GOAL OF THE EXERCISE:
Print the passage about free resources for charities in full, word for word.
:: SELECTED PASSAGE ::
Here’s some more free and useful resources charities may be able to benefit from:
Inspiring Impact helps charities understand impact measurement in a two-step process. The first step is assessment of your organisation’s impact measurement process, entailing completion of an online self-diagnostic questionnaire called “Measuring Up!” which poses questions like, “Do you use evidence to understand your work?” and “Do you describe the positive outcomes you want to achieve for your beneficiaries?” (Those questions were taken from the questionnaire for organisations with turnover of less than £100k/year. There is also a self-diagnostic for larger organisations, whose impact measurement is more advanced.) Upon completing the test, Measuring Up! “grades” your impact assessment practice, highlighting areas for improvement. At that point, you can access the site’s Resource Hub to address whatever particular deficiencies have been flagged by Measuring Up! Note that their resource hub does have free tools for impact measurement (as opposed to determining whether you’re doing a good job of measuring your impact) and guidance about how to set up an impact measurement system suitable for your organisation.
With 9 million members, divided into local sub-communities, Freecycle is the biggest consumer-to-consumer marketplace of free items in the world. Members can list items they’re seeking or wish to donate. Donors and seekers communicate directly to coordinate pickup and collection. Since this is a consumer network, items on Freecycle range from cat toys to computers. For charities, this is a great forum for sourcing domestic items.
3. The Foundation for Social Improvement (FSI)
The Foundation for Social Investment is both an online information hub and holds conferences, webinars, seminars and training courses very regularly for small charities with turnover of less than £1.5M, The topic areas covered by FSI literally encompass 360° of managing a charity, from IT to fundraising, governance, GDPR, the consequences of Brexit, etc. You have to pay a small fee to participate in face-to-face learning but web conferences and online lessons are free to charities making less than £1.5M annually.
:::
:: SUPPLIED MATERIAL ::
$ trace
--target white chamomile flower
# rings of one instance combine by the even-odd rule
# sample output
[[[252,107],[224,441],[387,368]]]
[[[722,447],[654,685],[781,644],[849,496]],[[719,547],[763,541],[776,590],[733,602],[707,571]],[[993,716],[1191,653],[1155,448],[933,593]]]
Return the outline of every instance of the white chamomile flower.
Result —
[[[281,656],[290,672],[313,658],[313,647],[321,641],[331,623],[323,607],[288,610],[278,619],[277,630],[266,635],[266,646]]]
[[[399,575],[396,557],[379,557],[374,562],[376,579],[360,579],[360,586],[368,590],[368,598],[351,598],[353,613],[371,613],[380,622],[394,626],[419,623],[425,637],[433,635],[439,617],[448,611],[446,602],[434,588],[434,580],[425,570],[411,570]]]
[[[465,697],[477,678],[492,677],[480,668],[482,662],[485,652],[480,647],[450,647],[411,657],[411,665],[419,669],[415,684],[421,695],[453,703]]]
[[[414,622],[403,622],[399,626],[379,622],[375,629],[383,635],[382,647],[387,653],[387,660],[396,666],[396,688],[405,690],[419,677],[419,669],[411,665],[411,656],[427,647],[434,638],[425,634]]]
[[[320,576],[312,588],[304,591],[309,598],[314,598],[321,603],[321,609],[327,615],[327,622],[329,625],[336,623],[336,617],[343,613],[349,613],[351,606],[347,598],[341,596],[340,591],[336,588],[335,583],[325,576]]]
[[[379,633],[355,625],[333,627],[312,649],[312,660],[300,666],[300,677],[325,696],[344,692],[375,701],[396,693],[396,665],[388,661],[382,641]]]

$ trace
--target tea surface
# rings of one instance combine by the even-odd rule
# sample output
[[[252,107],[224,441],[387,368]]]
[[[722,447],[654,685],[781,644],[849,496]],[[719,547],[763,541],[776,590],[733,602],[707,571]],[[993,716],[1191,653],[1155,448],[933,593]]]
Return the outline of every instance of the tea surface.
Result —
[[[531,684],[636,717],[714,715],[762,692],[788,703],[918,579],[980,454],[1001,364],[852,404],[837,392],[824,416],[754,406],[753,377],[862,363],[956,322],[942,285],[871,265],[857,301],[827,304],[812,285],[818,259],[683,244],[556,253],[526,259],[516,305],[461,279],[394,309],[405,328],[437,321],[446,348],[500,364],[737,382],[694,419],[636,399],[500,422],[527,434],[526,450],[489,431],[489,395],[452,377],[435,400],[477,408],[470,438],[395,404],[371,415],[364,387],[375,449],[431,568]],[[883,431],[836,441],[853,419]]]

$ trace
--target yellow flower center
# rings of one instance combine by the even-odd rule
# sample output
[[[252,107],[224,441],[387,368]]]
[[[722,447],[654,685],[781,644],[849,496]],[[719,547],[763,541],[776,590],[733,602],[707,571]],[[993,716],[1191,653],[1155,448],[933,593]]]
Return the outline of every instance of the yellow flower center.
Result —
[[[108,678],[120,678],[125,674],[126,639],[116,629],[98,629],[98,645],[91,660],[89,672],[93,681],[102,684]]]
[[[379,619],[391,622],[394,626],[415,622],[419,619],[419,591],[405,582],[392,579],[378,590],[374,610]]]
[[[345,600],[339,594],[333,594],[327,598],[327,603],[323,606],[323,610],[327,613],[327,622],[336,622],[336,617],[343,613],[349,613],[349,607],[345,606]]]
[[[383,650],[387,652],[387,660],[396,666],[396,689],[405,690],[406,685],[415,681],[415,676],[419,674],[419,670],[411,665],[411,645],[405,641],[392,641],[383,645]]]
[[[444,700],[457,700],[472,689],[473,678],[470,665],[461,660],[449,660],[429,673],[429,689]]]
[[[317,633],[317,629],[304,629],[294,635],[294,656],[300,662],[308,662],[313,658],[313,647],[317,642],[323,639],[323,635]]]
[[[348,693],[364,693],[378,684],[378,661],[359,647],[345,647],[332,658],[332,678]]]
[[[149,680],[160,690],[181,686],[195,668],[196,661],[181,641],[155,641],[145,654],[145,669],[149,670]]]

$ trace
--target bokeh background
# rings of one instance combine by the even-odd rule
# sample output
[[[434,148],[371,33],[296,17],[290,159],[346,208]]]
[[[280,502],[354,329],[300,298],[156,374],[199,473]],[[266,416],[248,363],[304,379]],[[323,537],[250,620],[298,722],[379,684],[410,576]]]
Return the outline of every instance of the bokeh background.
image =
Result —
:::
SOLUTION FOR THIS EXERCISE:
Here’s some more free and useful resources charities may be able to benefit from:
Inspiring Impact helps charities understand impact measurement in a two-step process. The first step is assessment of your organisation’s impact measurement process, entailing completion of an online self-diagnostic questionnaire called “Measuring Up!” which poses questions like, “Do you use evidence to understand your work?” and “Do you describe the positive outcomes you want to achieve for your beneficiaries?” (Those questions were taken from the questionnaire for organisations with turnover of less than £100k/year. There is also a self-diagnostic for larger organisations, whose impact measurement is more advanced.) Upon completing the test, Measuring Up! “grades” your impact assessment practice, highlighting areas for improvement. At that point, you can access the site’s Resource Hub to address whatever particular deficiencies have been flagged by Measuring Up! Note that their resource hub does have free tools for impact measurement (as opposed to determining whether you’re doing a good job of measuring your impact) and guidance about how to set up an impact measurement system suitable for your organisation.
With 9 million members, divided into local sub-communities, Freecycle is the biggest consumer-to-consumer marketplace of free items in the world. Members can list items they’re seeking or wish to donate. Donors and seekers communicate directly to coordinate pickup and collection. Since this is a consumer network, items on Freecycle range from cat toys to computers. For charities, this is a great forum for sourcing domestic items.
3. The Foundation for Social Improvement (FSI)
The Foundation for Social Investment is both an online information hub and holds conferences, webinars, seminars and training courses very regularly for small charities with turnover of less than £1.5M, The topic areas covered by FSI literally encompass 360° of managing a charity, from IT to fundraising, governance, GDPR, the consequences of Brexit, etc. You have to pay a small fee to participate in face-to-face learning but web conferences and online lessons are free to charities making less than £1.5M annually.